→ **The tasks**:
A - In the dimmer switch claims, what two kinds of receiver can the receiver be?
B - Write out the dimmer switch claims from "17. The system" up to and including "wide wall box.".

→ **Extract to read**:
**********

10. The system according to claim 9 wherein N is at least 3 and
said enabling means is operative to enable the dimmer switch and
the remote devices to control the load irrespective of which of the
N locations in which the dimmer switch is installed.
11. The system according to claim 9 wherein N is at least 3 and
said enabling means is operative to enable the dimmer switch and
the remote devices to control the load irrespective of the location
of the dimmer switch in the AC wiring relative to the locations of
the remote devices.
12. The system according to claim 9 wherein, when connected to the
AC wiring, the dimmer switch has a source side and a load side, and
the control signals for at least ones of the commands differ
depending upon whether the control signals originate from a remote
device on the source side or a remote device on the load side of
the dimmer switch, and said enabling means comprises circuitry for
processing the control signals and for providing outputs that vary
depending upon the origin of the control signals.
13. The system according to claim 12 wherein said enabling means
further comprises a program stored in a memory that in combination
with the microprocessor defines a microcontroller, the
microcontroller operating under control of said program so as to
respond to the outputs provided by the circuitry for processing the
control signals to either increase or decrease the level of power
delivered to the load depending upon the outputs.
14. The system according to claim 12 wherein the control signals
have voltage amplitudes substantially equal to the amplitude of the
voltage of the AC source, and the circuitry for processing the
control signals comprises a first and a second optical isolator for
receiving the control signals and configured to provide a first
arrangement of logical outputs when the control signals have
originated from the source side of the dimmer switch and a second
arrangement of logical outputs when the control signals have
originated from the load side of the dimmer switch.
15. The system according to claim 14 wherein said circuitry for
processing the control signals provides a plurality of current
paths, the AC control signals employing different ones of the
current paths based upon the command communicated, the
instantaneous polarity of the AC source, and whether the commands
originated from the source side or load side of the dimmer switch,
and wherein the first and second optical isolators are responsive
to the particular current path employed by the AC control signals
to provide the first and second arrangements of logical
outputs.
16. The system according to claim 12 wherein at least a selected
one of the dimmer switch or the remote devices further comprises a
receiver for receiving commands from a wireless hand-held remote
control unit, the receiver being responsive to receipt thereof to
communicate the commands to the dimmer switch.
17. The system according to claim 16 wherein the receiver is one of
an infra-red or radio frequency receiver.
18. The system according to claim 9 wherein the dimmer switch and
each auxiliary switch is adapted to be mounted in a NEMA standard
3" high by 131/32" wide wall box.
19. A lighting control system comprising:
a) a wall mountable dimmer switch for connection to AC wiring
interconnecting an AC source, a load and a plurality N of switch
locations, where N is at least 3, the AC wiring having an AC load
current carrying line, the dimmer switch having dimming circuitry
for controlling a level of power to be delivered from the AC source
to the load; and,
b) a plurality N-1 of wall mountable remote devices for connection
to the AC wiring for controlling the dimmer switch, one of the
remote devices being connectable to the AC wiring at a first switch
location that is electrically closest to the AC source, and another
one of the remote devices being connectable to the AC wiring at an
Nth switch location that is electrically closest to the load, the
dimmer switch being connectable at a switch location electrically
intermediate the first and Nth switch locations;
the dimmer switch comprising enabling means enabling the dimmer
switch and all remote devices to be operative to control the load
from any of the N switch locations.

**********

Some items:
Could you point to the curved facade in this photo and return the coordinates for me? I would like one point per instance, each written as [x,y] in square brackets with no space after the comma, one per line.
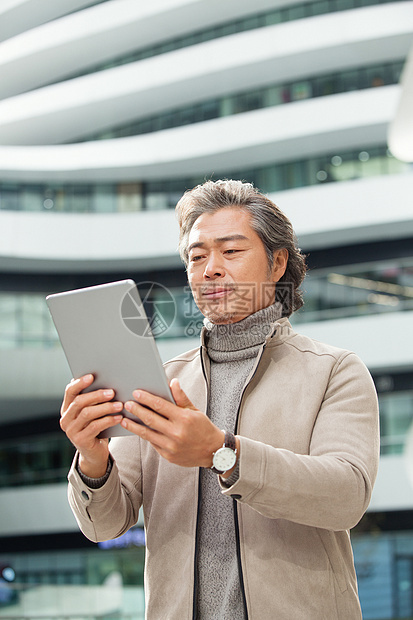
[108,112]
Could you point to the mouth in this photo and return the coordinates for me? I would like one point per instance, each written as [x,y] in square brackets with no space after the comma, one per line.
[215,292]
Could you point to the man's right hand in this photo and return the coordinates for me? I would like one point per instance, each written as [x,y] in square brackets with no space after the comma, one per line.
[83,418]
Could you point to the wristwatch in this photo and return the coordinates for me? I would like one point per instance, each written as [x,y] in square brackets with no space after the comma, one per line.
[226,457]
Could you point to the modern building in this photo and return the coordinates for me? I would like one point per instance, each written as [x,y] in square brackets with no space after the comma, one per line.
[109,110]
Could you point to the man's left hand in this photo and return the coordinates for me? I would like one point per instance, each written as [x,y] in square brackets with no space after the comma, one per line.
[179,432]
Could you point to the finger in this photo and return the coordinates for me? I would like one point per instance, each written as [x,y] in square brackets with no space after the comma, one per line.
[93,429]
[179,396]
[155,403]
[74,388]
[88,407]
[89,399]
[149,417]
[151,435]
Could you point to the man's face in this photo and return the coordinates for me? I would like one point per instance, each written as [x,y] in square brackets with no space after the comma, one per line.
[228,268]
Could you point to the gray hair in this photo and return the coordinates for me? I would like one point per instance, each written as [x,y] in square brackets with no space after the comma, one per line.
[268,221]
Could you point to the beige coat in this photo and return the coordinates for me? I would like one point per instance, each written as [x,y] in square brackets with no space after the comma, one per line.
[308,423]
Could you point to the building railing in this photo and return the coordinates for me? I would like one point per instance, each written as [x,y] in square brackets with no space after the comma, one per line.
[357,78]
[271,17]
[131,197]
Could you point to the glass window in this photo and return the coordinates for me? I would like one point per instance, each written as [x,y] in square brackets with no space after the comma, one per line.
[129,197]
[396,414]
[273,18]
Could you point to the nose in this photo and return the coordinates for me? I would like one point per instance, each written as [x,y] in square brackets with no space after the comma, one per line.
[213,268]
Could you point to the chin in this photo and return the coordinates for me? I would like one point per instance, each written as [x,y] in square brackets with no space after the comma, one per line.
[224,318]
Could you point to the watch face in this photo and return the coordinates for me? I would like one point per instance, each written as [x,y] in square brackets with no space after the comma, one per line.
[224,459]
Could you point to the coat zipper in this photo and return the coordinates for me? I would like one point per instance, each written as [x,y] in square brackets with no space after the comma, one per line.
[194,596]
[236,523]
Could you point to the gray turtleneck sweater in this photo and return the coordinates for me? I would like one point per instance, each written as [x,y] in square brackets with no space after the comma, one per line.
[232,350]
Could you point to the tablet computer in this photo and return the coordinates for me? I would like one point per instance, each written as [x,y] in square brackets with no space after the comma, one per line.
[104,330]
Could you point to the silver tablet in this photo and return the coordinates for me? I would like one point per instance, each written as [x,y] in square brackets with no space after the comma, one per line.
[104,330]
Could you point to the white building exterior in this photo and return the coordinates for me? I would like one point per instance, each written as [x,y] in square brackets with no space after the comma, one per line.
[295,97]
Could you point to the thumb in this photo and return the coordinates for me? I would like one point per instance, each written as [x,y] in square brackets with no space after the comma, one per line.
[180,398]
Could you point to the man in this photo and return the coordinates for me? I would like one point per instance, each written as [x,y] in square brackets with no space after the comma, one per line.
[264,533]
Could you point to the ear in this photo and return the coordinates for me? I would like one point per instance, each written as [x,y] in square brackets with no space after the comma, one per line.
[279,264]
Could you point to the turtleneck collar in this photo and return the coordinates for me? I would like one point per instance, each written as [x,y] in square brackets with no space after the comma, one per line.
[244,336]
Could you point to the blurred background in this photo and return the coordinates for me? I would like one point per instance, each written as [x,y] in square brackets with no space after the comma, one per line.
[108,111]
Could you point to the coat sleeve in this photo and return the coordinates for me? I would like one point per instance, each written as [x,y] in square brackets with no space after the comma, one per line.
[109,511]
[330,487]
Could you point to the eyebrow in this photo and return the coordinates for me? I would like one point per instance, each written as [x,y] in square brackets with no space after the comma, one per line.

**********

→ **Per-task outputs**:
A - An infra-red or a radio frequency receiver.

B -
17. The system according to claim 16 wherein the receiver is one of
an infra-red or radio frequency receiver.
18. The system according to claim 9 wherein the dimmer switch and
each auxiliary switch is adapted to be mounted in a NEMA standard
3" high by 131/32" wide wall box.